[Data extracted from a collection]
——
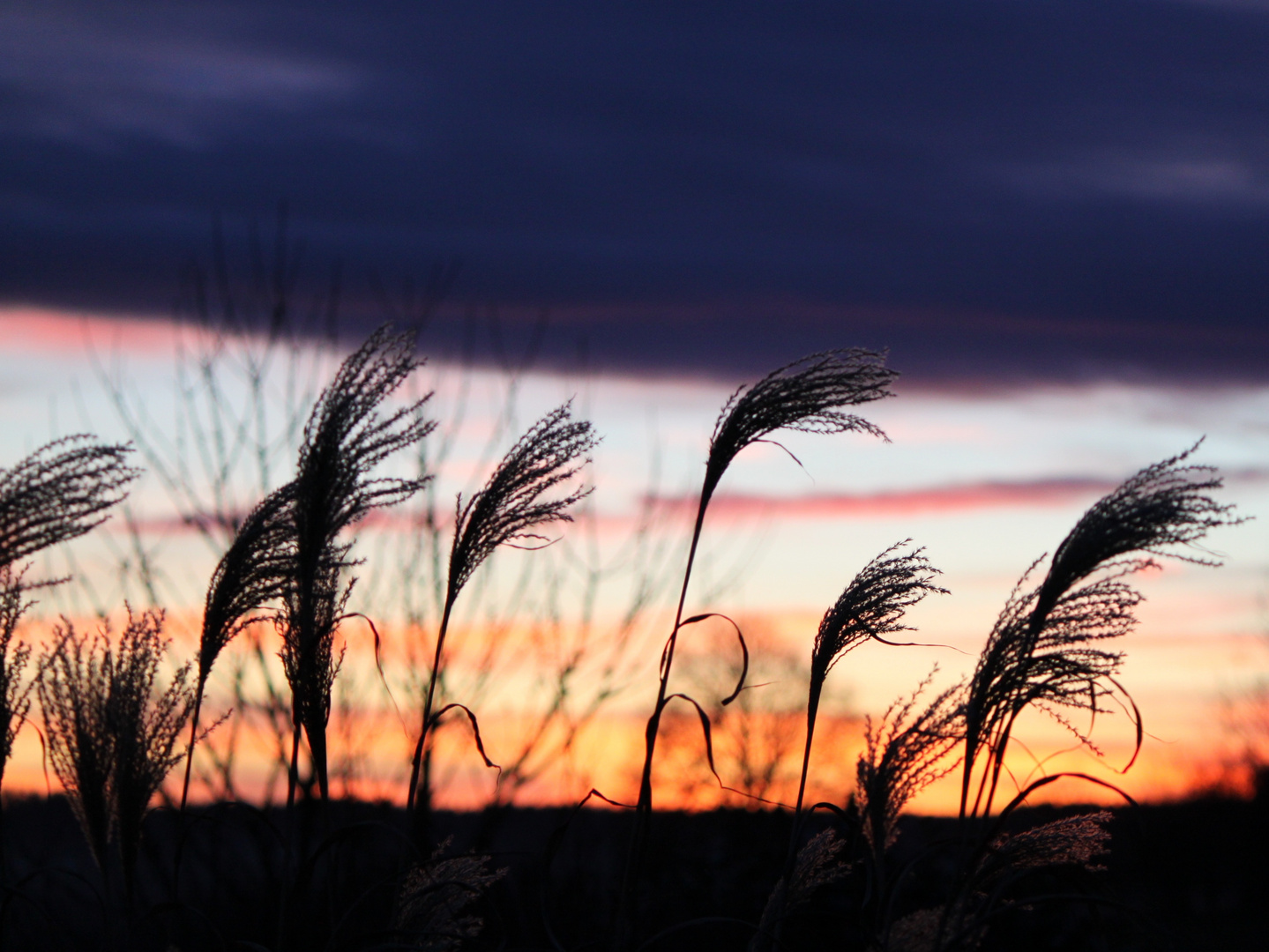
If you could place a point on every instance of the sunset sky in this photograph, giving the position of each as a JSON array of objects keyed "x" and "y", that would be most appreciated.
[{"x": 1052, "y": 214}]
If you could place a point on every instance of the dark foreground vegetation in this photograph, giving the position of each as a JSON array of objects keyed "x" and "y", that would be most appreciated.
[{"x": 1182, "y": 876}]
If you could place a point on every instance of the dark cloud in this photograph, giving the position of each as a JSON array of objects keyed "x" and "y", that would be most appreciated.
[{"x": 994, "y": 189}]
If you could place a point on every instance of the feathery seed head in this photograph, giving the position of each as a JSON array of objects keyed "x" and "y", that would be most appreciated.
[
  {"x": 253, "y": 572},
  {"x": 344, "y": 439},
  {"x": 14, "y": 697},
  {"x": 904, "y": 753},
  {"x": 511, "y": 503},
  {"x": 58, "y": 492},
  {"x": 1042, "y": 648},
  {"x": 1072, "y": 841},
  {"x": 144, "y": 723},
  {"x": 110, "y": 732},
  {"x": 872, "y": 605},
  {"x": 74, "y": 686},
  {"x": 805, "y": 396},
  {"x": 1165, "y": 505}
]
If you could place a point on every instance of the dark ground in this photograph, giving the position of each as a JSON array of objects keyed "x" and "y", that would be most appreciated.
[{"x": 1184, "y": 876}]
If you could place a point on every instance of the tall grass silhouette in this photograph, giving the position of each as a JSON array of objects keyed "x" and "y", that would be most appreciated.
[
  {"x": 344, "y": 440},
  {"x": 1042, "y": 650},
  {"x": 511, "y": 506},
  {"x": 112, "y": 732},
  {"x": 58, "y": 492},
  {"x": 255, "y": 570},
  {"x": 112, "y": 720},
  {"x": 806, "y": 396}
]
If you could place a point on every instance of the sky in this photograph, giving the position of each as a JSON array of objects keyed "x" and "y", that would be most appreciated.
[
  {"x": 990, "y": 189},
  {"x": 1051, "y": 214}
]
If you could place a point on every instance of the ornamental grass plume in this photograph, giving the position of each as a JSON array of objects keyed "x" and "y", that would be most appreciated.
[
  {"x": 253, "y": 572},
  {"x": 904, "y": 753},
  {"x": 344, "y": 439},
  {"x": 806, "y": 396},
  {"x": 144, "y": 724},
  {"x": 870, "y": 607},
  {"x": 74, "y": 688},
  {"x": 1041, "y": 650},
  {"x": 112, "y": 733},
  {"x": 14, "y": 696},
  {"x": 513, "y": 503},
  {"x": 58, "y": 492},
  {"x": 437, "y": 897}
]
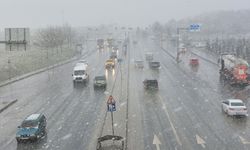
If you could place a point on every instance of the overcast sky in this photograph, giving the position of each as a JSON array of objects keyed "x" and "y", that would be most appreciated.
[{"x": 40, "y": 13}]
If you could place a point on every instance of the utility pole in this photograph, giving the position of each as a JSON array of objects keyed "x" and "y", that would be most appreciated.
[{"x": 177, "y": 42}]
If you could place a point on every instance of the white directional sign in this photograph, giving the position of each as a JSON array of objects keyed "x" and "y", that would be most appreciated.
[{"x": 194, "y": 27}]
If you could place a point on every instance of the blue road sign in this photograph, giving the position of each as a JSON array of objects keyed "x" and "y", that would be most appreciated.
[{"x": 111, "y": 107}]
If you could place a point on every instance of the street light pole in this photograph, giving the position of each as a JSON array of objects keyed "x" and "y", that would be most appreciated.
[{"x": 177, "y": 42}]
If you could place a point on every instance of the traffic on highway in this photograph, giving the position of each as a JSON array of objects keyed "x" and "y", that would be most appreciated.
[{"x": 179, "y": 85}]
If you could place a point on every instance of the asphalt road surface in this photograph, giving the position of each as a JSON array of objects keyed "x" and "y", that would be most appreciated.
[{"x": 184, "y": 114}]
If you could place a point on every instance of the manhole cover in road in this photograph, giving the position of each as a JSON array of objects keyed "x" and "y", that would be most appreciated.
[{"x": 110, "y": 142}]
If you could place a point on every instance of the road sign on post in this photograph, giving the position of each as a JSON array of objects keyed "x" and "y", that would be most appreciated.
[
  {"x": 111, "y": 104},
  {"x": 195, "y": 27}
]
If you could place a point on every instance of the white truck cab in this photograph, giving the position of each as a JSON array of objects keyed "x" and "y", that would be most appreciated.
[{"x": 80, "y": 73}]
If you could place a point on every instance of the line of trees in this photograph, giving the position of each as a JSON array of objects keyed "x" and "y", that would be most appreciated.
[
  {"x": 55, "y": 37},
  {"x": 239, "y": 46}
]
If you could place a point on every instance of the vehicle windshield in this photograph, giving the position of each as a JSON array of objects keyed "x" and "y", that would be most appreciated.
[
  {"x": 79, "y": 72},
  {"x": 237, "y": 104},
  {"x": 29, "y": 123},
  {"x": 100, "y": 78}
]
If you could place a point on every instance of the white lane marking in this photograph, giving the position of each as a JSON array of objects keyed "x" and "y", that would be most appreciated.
[
  {"x": 170, "y": 121},
  {"x": 156, "y": 142},
  {"x": 243, "y": 140},
  {"x": 200, "y": 141}
]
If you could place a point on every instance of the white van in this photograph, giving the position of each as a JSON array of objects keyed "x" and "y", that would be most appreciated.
[{"x": 80, "y": 73}]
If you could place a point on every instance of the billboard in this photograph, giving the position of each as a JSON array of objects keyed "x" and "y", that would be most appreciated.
[{"x": 17, "y": 38}]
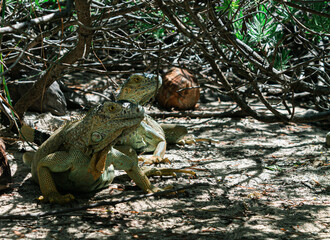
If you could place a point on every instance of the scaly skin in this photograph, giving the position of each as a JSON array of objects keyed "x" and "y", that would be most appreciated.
[
  {"x": 80, "y": 155},
  {"x": 149, "y": 136}
]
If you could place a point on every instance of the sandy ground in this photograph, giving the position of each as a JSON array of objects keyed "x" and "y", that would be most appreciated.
[{"x": 258, "y": 181}]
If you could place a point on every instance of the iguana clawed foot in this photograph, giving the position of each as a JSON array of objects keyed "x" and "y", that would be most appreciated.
[
  {"x": 154, "y": 189},
  {"x": 56, "y": 198},
  {"x": 165, "y": 171},
  {"x": 153, "y": 160}
]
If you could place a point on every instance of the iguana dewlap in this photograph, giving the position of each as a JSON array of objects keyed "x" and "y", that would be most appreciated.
[{"x": 80, "y": 156}]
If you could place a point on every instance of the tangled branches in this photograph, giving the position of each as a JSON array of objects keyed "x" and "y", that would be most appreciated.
[{"x": 268, "y": 52}]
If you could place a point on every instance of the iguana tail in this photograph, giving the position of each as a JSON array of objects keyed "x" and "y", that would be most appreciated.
[
  {"x": 173, "y": 132},
  {"x": 28, "y": 158}
]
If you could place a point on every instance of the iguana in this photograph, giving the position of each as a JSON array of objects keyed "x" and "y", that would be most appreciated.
[
  {"x": 80, "y": 155},
  {"x": 150, "y": 136}
]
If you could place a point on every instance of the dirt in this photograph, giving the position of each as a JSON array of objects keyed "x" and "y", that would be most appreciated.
[{"x": 256, "y": 181}]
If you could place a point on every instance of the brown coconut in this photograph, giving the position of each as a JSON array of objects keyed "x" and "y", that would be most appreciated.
[{"x": 170, "y": 96}]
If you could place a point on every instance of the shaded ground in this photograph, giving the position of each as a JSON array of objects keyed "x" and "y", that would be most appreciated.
[{"x": 264, "y": 181}]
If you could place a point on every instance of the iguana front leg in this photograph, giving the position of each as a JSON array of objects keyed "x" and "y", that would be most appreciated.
[
  {"x": 125, "y": 158},
  {"x": 56, "y": 162}
]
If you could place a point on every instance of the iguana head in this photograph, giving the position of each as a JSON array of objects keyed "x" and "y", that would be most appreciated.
——
== EXERCISE OBJECTIVE ==
Your task is to reproduce all of the material exactly. The pictures stay out.

== ANSWER IN FULL ==
If you could place a point on every instance of the sunset sky in this photograph, giving the position of each as a JSON array of objects keyed "x" and "y", that would be most appreciated.
[{"x": 1052, "y": 214}]
If you could place a point on every instance of the dark foreground vegetation in this photograph, giving the position of each as a JSON array of objects keyed "x" and "y", that would be most appreciated.
[{"x": 1182, "y": 876}]
If you could place a point on every instance of the dark cloud in this photograph, giving the position of each as a JSON array of objects keyed "x" and "y", that would be most appreciated.
[{"x": 994, "y": 189}]
If you could place a point on every instance of the feathery seed head in this photograph, giving the position of each as a JSON array of objects keyed "x" and "y", that would be most appreciated.
[
  {"x": 253, "y": 572},
  {"x": 344, "y": 439},
  {"x": 14, "y": 697},
  {"x": 904, "y": 753},
  {"x": 511, "y": 503},
  {"x": 58, "y": 492},
  {"x": 1042, "y": 648},
  {"x": 1072, "y": 841},
  {"x": 144, "y": 723},
  {"x": 110, "y": 732},
  {"x": 872, "y": 605},
  {"x": 74, "y": 686},
  {"x": 805, "y": 396},
  {"x": 1165, "y": 505}
]
If you could place a point on every instance of the dark ground in this photograph, giving the position of each as a JSON array of objects keyed "x" and "y", that would be most appreciated.
[{"x": 1184, "y": 876}]
If you could place a point on every instance of the tall grass silhouette in this photograph, giving the position of each as a JSON array of objects keyed "x" and "y", that would be most appreciated.
[
  {"x": 344, "y": 440},
  {"x": 1042, "y": 650},
  {"x": 511, "y": 506},
  {"x": 112, "y": 732},
  {"x": 58, "y": 492},
  {"x": 255, "y": 570},
  {"x": 112, "y": 720},
  {"x": 806, "y": 396}
]
If you could place a point on every instance of the sky in this photograph, giving the position of each as a JSON array of objects keyed "x" and "y", that would be most appreciated.
[
  {"x": 990, "y": 189},
  {"x": 1051, "y": 214}
]
If you could place a point on every instance of the ornamental grass plume in this photograph, giving the position of each as a JSON array of objects keyed "x" and "y", that would be most appreciated.
[
  {"x": 253, "y": 572},
  {"x": 904, "y": 753},
  {"x": 344, "y": 439},
  {"x": 806, "y": 396},
  {"x": 144, "y": 724},
  {"x": 870, "y": 607},
  {"x": 74, "y": 688},
  {"x": 1041, "y": 650},
  {"x": 112, "y": 733},
  {"x": 14, "y": 696},
  {"x": 513, "y": 503},
  {"x": 58, "y": 492},
  {"x": 437, "y": 897}
]
If you could place a point on every instance of the overcast sky in this photograph, giving the position of each as a JSON array of objects keyed "x" and "y", that would be most appreciated.
[{"x": 40, "y": 13}]
If you could place a point on every instance of the utility pole in this photograph, giving the position of each as a JSON array of objects keyed "x" and "y", that would be most appreciated.
[{"x": 177, "y": 42}]
If you could place a point on every instance of the white directional sign in this photograph, giving the position of each as a JSON array of objects keyed "x" and "y", that would be most appreciated.
[{"x": 194, "y": 27}]
If you could place a point on every instance of the blue road sign in this photograph, giving the position of each as a JSON array of objects keyed "x" and "y", that would be most appreciated.
[{"x": 111, "y": 107}]
If you could place a point on every instance of the street light pole in this photograph, giving the position of each as a JSON array of objects keyed "x" and "y", that would be most appreciated.
[{"x": 177, "y": 42}]
If you could place a point on every instance of the traffic on highway in this photograph, giving the position of each as a JSON array of objects keyed "x" and "y", that would be most appreciated.
[{"x": 179, "y": 85}]
If you could place a point on every instance of the asphalt road surface in this photograph, giving the position of each as a JSON array of objects keyed "x" and "y", that would be most appreciated.
[{"x": 184, "y": 114}]
If you could place a point on every instance of the manhole cover in road in this photograph, giving the position of each as a JSON array of objects keyed "x" and "y", that would be most appreciated.
[{"x": 110, "y": 142}]
If you could place a point on every instance of the road sign on post in this photograph, giving the position of each as a JSON array of objects keyed "x" and "y", that would be most appreciated.
[
  {"x": 111, "y": 104},
  {"x": 195, "y": 27}
]
If you could place a point on every instance of the white truck cab in this photograph, giving the position of each as a JSON array of objects keyed "x" and "y", that would be most appreciated.
[{"x": 80, "y": 73}]
If you could place a point on every instance of the line of trees in this photograph, giving the position of each as a JSON array of objects keyed "x" and "y", that would be most appreciated.
[
  {"x": 55, "y": 37},
  {"x": 239, "y": 46}
]
If you could place a point on every instance of the vehicle windshield in this photograph, giving the position of each as a JSON array of objects keyed "x" and "y", that would be most appreciated.
[
  {"x": 79, "y": 72},
  {"x": 237, "y": 104},
  {"x": 29, "y": 123},
  {"x": 100, "y": 78}
]
If you could place a point on every instance of the white lane marking in this photograph, giving the position of each as a JSON array of objects keyed "x" and "y", that would be most appreciated.
[
  {"x": 170, "y": 121},
  {"x": 156, "y": 142},
  {"x": 243, "y": 140},
  {"x": 200, "y": 141}
]
If you could place a point on every instance of the white van in this photograph, giving the position of each as a JSON array of objects keyed "x" and "y", that would be most appreciated.
[{"x": 80, "y": 73}]
If you could place a point on every instance of the billboard in this photograph, giving the position of each as a JSON array of objects keyed "x" and "y", that would be most appreciated.
[{"x": 17, "y": 38}]
If you could place a point on every instance of the scaly skin in this photograph, giving the position of each as a JSON array of objects keyed "x" and "y", that would be most appreciated.
[
  {"x": 80, "y": 155},
  {"x": 149, "y": 136}
]
If you could place a point on every instance of the sandy ground in this photograph, giving the position of each as a JSON array of objects keyed "x" and "y", that would be most appreciated.
[{"x": 258, "y": 181}]
If you could place a point on every instance of the iguana clawed foot in this photograph, giving the position of each as a JSON array of objects keyed "x" and "y", that would be most appreciated.
[
  {"x": 154, "y": 189},
  {"x": 56, "y": 198},
  {"x": 165, "y": 171},
  {"x": 153, "y": 160}
]
If you could place a point on every instance of the iguana dewlap in this photograph, giving the position of each as a JSON array of objects keyed "x" and "y", that would be most appreciated.
[{"x": 80, "y": 156}]
If you could place a point on every instance of the tangled branches in this photograph, giving the position of each as a JSON array of objects keyed "x" and "y", that would be most appreciated.
[{"x": 268, "y": 52}]
If you could place a point on every instance of the iguana tail in this photograph, giving the position of each as a JSON array of objects keyed "x" and "y", that would be most appreciated.
[
  {"x": 173, "y": 132},
  {"x": 28, "y": 158}
]
If you could place a point on every instance of the iguana in this photograph, giving the position of each as a JSON array of objects keyed "x" and "y", that would be most appreciated.
[
  {"x": 80, "y": 155},
  {"x": 150, "y": 136}
]
If you could place a point on every instance of the dirt in this photograph, giving the position of each as a JSON array of objects keyed "x" and "y", that would be most appreciated.
[{"x": 256, "y": 181}]
If you could place a point on every instance of the brown coconut in this photograph, giving the position of each as a JSON array of objects keyed "x" and "y", that would be most appreciated.
[{"x": 170, "y": 96}]
If you could place a point on every instance of the shaded ground in this photograph, giving the position of each as a JSON array of objects keyed "x" and "y", that would be most appreciated.
[{"x": 264, "y": 181}]
If you could place a point on every instance of the iguana front leg in this photograph, giving the position of each as a JSON array of objects keyed "x" and "y", that would be most appreciated.
[
  {"x": 125, "y": 158},
  {"x": 56, "y": 162}
]
If you could place a point on every instance of the iguana head in this photograph, giving the position of each as a JSON array of objects keyed "x" and "y", that would be most appreciated.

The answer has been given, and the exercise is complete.